MATERIAL PROVIDED:
⟨

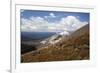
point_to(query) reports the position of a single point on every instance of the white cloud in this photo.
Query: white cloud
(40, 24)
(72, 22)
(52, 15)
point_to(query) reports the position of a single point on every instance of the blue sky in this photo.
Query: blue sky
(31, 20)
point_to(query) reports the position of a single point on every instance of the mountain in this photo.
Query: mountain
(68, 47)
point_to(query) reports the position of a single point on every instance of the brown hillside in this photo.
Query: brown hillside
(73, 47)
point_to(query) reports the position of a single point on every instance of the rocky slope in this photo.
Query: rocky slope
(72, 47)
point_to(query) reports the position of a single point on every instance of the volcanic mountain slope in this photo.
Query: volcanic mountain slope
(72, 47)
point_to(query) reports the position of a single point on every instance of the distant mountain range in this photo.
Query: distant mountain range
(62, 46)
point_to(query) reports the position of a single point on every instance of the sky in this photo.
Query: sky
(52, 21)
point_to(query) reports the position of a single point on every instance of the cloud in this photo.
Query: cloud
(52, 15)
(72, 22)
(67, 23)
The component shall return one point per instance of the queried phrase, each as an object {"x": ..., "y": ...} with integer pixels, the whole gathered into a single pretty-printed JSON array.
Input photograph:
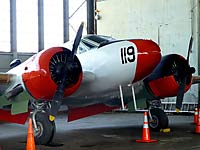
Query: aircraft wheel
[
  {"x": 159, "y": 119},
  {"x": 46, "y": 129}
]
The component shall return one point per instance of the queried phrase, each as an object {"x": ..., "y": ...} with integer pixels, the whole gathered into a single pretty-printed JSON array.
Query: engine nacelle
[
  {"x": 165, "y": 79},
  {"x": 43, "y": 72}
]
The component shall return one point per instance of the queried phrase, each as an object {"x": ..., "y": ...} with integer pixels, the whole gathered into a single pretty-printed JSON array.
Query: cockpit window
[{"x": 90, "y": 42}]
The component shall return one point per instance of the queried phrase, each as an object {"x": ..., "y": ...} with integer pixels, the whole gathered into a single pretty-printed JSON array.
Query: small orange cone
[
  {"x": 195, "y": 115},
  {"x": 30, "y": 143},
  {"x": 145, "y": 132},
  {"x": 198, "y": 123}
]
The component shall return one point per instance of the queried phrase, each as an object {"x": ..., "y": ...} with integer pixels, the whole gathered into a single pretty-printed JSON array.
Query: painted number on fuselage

⟩

TASK BRIEF: When a picture appears in the material, please pass over it while retyping the rest exactly.

RESPONSE TO THIS EXERCISE:
point_to(query) reports the position of a single point on every instance of the white cloud in this photo.
Query: white cloud
(40, 24)
(72, 22)
(52, 15)
point_to(query) reports the position of a single point on every instance of the blue sky in this photo.
Query: blue sky
(31, 20)
point_to(query) reports the position of a single point on every instance of the mountain in this photo.
Query: mountain
(68, 47)
point_to(query) reports the position of a single point on every instance of the brown hillside in this photo.
Query: brown hillside
(73, 47)
point_to(query) reports the position of a single point on every instance of the rocky slope in this photo.
Query: rocky slope
(72, 47)
point_to(query) reports the position of a single point on every instance of the volcanic mountain slope in this photo.
Query: volcanic mountain slope
(72, 47)
point_to(query) reports the position of a single point on every instance of the distant mountain range in this photo.
Query: distant mountain range
(62, 46)
point_to(query) reports the position of a single point on every instance of the sky in this photo.
Query: sky
(52, 21)
point_to(query) reports the position of a single point on every instance of the cloud in this photo.
Query: cloud
(52, 15)
(72, 22)
(67, 23)
The component shall return one point per instance of the queried phrase, each as an object {"x": ..., "y": ...} with integer pixels, the whole gathered into a single pretty-printed JSON array.
Input photograph:
Query: aircraft wheel
[
  {"x": 159, "y": 119},
  {"x": 46, "y": 129}
]
The component shall return one point per instance of the queried phrase, each as an object {"x": ..., "y": ...} with integer pixels, the whole gathered into a single pretty-printed JSON array.
Query: engine nacelle
[
  {"x": 165, "y": 79},
  {"x": 43, "y": 72}
]
The component shall return one point per instance of the queried phrase, each as an object {"x": ..., "y": ...} with integer pixels, the whole gathered into a single pretty-printed JSON array.
Query: cockpit window
[{"x": 90, "y": 42}]
The component shall return one point per instance of the queried phrase, each as an object {"x": ..., "y": ...} with integer pixels, the whole gathered into a single pretty-printed JSON array.
Query: small orange cone
[
  {"x": 195, "y": 115},
  {"x": 30, "y": 143},
  {"x": 145, "y": 132},
  {"x": 198, "y": 123}
]
The component shall return one point per instance of the queried phrase, each as an object {"x": ..., "y": ...} with integer pixels, the whole gathered into a single pretty-printed JSON array.
Query: painted number on fuselage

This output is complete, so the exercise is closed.